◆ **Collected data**

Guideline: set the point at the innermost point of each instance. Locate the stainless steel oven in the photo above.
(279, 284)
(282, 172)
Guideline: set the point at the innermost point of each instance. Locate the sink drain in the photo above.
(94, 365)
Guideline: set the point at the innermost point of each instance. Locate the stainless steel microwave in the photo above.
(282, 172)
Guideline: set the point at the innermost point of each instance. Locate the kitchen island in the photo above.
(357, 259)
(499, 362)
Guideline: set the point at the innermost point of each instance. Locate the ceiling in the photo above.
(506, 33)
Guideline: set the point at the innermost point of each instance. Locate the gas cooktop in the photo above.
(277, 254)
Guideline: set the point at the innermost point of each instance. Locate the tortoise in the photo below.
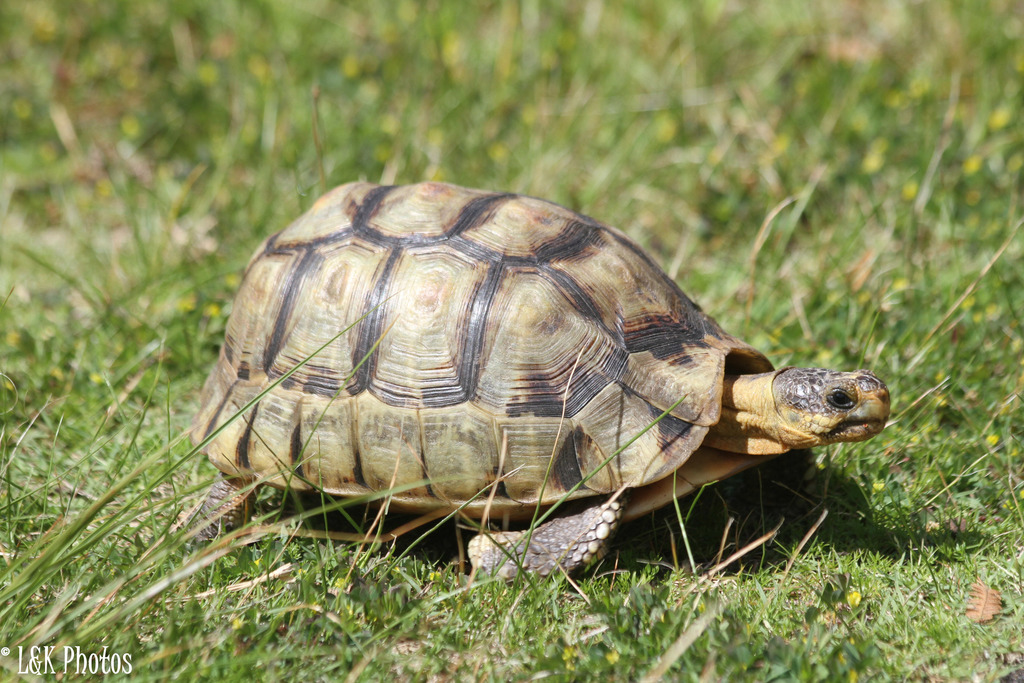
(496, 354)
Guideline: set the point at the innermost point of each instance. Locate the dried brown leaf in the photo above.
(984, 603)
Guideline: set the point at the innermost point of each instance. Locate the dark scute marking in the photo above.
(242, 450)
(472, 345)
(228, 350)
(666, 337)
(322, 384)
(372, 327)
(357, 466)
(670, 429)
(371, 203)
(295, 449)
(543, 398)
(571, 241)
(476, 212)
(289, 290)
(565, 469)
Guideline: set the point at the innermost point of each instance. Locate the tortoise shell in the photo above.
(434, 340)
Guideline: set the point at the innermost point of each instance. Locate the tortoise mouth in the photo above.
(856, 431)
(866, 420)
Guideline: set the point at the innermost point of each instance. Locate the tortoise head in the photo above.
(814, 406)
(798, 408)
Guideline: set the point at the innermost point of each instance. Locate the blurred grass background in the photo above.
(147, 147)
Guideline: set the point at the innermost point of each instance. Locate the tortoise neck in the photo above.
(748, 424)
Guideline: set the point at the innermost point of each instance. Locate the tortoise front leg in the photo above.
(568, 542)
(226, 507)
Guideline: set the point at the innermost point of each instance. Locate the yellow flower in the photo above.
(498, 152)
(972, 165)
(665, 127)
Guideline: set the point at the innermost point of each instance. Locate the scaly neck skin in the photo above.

◆ **What is required**
Could you repeat each line above exactly as written? Omit the pictures.

◆ **Solution for this exercise**
Guideline: set the point at the innermost point of each instance. Locate the stainless steel oven in the photo above.
(279, 284)
(282, 172)
Guideline: set the point at the innermost point of each instance. Locate the sink drain in the photo above.
(94, 365)
Guideline: set the point at the innermost point of each instance. Locate the stainless steel microwave in the photo above.
(282, 172)
Guideline: set the point at the innermost point of each instance. Locate the kitchen island in the photo above.
(357, 259)
(499, 362)
Guideline: set the point at the innermost point of each instance. Locate the ceiling in the photo above.
(506, 33)
Guideline: set the point at the innermost point of each instance. Locate the gas cooktop in the photo above.
(277, 254)
Guideline: set the point at the innermost point of each instance. Locate the tortoise in the photo below.
(496, 354)
Guideline: set the point at the innermost point of each instance. Locate the dried brown leaf in the photo above.
(984, 603)
Guideline: set the point at the innermost point of each instance. Locate the dark scute marking in the photo above.
(242, 450)
(472, 345)
(228, 350)
(666, 337)
(322, 384)
(372, 327)
(357, 466)
(670, 429)
(371, 203)
(295, 449)
(543, 398)
(571, 241)
(476, 212)
(289, 290)
(565, 469)
Guideline: set the point at the innermost point of each instance. Locate the tortoise shell in the photo above.
(434, 340)
Guideline: set the point at the innermost point of each instance. Locate the tortoise mouth in the photo above.
(856, 431)
(866, 420)
Guideline: set the point at the innermost point of each instance. Locate the tortoise head in the photo above.
(814, 406)
(798, 408)
Guideline: set the point at the innermost point of each instance. Locate the blurred grass background in the photo above.
(147, 147)
Guideline: set the point at the innermost point of each instance. Locate the tortoise neck in the photo above.
(748, 424)
Guideline: set the point at the innermost point of each instance. Locate the tortoise front leg in the photo above.
(568, 542)
(226, 507)
Guideline: set the point at the innermost point of each instance. Locate the yellow flower in the photo above.
(498, 152)
(972, 165)
(665, 127)
Guideline: set the point at the innermost point of each instance. Locate the scaly neck skin in the photo above.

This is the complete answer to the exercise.